POLECENIE
Przepisz wszystkie poniższe wpisy, zastępując każde „sample” słowem „template”. Resztę zostaw bez zmian.
────────────────────
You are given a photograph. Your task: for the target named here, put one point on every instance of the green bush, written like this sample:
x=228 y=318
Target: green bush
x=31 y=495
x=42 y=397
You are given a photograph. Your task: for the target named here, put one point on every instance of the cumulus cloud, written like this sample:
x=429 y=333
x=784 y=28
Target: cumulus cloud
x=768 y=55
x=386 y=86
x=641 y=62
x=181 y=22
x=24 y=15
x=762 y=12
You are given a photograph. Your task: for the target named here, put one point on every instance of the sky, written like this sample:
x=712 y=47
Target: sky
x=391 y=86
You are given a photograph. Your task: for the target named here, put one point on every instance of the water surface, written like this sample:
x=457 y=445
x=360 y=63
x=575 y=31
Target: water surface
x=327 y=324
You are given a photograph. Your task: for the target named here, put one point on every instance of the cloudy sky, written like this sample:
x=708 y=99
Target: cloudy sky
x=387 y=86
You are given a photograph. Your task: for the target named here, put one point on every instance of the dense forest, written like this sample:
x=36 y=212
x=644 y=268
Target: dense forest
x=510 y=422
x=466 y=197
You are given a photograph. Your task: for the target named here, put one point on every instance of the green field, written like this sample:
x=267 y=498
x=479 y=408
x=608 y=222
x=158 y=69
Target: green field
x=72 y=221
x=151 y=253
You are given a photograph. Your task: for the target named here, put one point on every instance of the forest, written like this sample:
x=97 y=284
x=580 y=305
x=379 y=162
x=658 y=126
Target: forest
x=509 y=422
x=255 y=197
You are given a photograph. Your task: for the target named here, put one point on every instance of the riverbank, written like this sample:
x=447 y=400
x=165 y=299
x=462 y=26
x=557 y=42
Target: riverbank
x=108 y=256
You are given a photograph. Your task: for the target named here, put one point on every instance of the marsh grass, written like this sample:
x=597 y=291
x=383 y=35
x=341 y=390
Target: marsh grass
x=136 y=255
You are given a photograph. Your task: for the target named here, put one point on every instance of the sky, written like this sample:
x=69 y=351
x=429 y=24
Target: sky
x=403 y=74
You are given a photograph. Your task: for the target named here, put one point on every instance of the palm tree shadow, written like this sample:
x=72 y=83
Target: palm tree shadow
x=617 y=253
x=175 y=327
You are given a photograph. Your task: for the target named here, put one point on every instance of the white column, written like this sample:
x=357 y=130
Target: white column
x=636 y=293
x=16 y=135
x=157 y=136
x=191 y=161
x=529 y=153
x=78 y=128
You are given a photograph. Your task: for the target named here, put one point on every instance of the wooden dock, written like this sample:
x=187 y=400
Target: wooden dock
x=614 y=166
────────────────────
WYNIK ĆWICZENIA
You are given a photograph. Your task: for the target named here, put one point on every instance of the green bush, written like this template:
x=228 y=318
Target: green bush
x=31 y=495
x=42 y=397
You are given a photograph. Your task: for the target named here, put one point on every instance of the cumulus cloud, written like this template:
x=429 y=333
x=784 y=28
Target: cumulus cloud
x=768 y=55
x=386 y=86
x=641 y=62
x=181 y=22
x=24 y=15
x=762 y=12
You are given a photograph. Your task: for the target named here, put one point on every instance of the sky, written like this template:
x=712 y=47
Target: sky
x=391 y=86
You are given a photograph. Your task: for the target named here, put one point on every instance of the water surface, written like this template:
x=457 y=445
x=360 y=63
x=575 y=31
Target: water surface
x=327 y=324
You are given a photograph. Your task: for the target named here, put one point on every instance of the cloudy sky, written like this template:
x=708 y=99
Target: cloudy sky
x=387 y=86
You are given a photograph. Your task: for the target named here, put one point on every instance of the dense forest, written like this template:
x=36 y=212
x=644 y=268
Target: dense forest
x=510 y=422
x=466 y=197
You are given a photograph. Your task: for the target named here, put one point on every instance of the green field, written like this template:
x=267 y=498
x=479 y=408
x=608 y=222
x=158 y=69
Target: green field
x=72 y=221
x=151 y=253
You are given a photograph. Your task: for the target named here, put one point on every instance of the forest, written like this template:
x=97 y=284
x=580 y=305
x=379 y=162
x=658 y=126
Target: forest
x=509 y=422
x=255 y=197
You are given a photograph. Your task: for the target named here, put one point on every instance of the riverbank, written like this template:
x=447 y=400
x=165 y=299
x=462 y=26
x=557 y=42
Target: riverbank
x=108 y=256
You are given a photograph. Your task: for the target named here, put one point on every instance of the marsh grass, written like this template:
x=597 y=291
x=383 y=35
x=341 y=390
Target: marsh grass
x=136 y=255
You are given a photograph. Your task: for the target named here, put one point on every instance of the sky, written like this template:
x=69 y=351
x=429 y=24
Target: sky
x=403 y=74
You are given a photograph. Your task: for the target named here, put one point on every instance of the palm tree shadow, written like this template:
x=72 y=83
Target: palm tree shadow
x=617 y=253
x=175 y=327
You are given a photograph. Your task: for the target named here, put one point on every instance of the white column, written like this template:
x=357 y=130
Target: white column
x=636 y=293
x=16 y=135
x=157 y=136
x=191 y=161
x=529 y=153
x=78 y=128
You are given a photograph. Your task: for the target named here, put one point on every instance of the wooden dock, written like this template:
x=187 y=400
Target: wooden dock
x=614 y=166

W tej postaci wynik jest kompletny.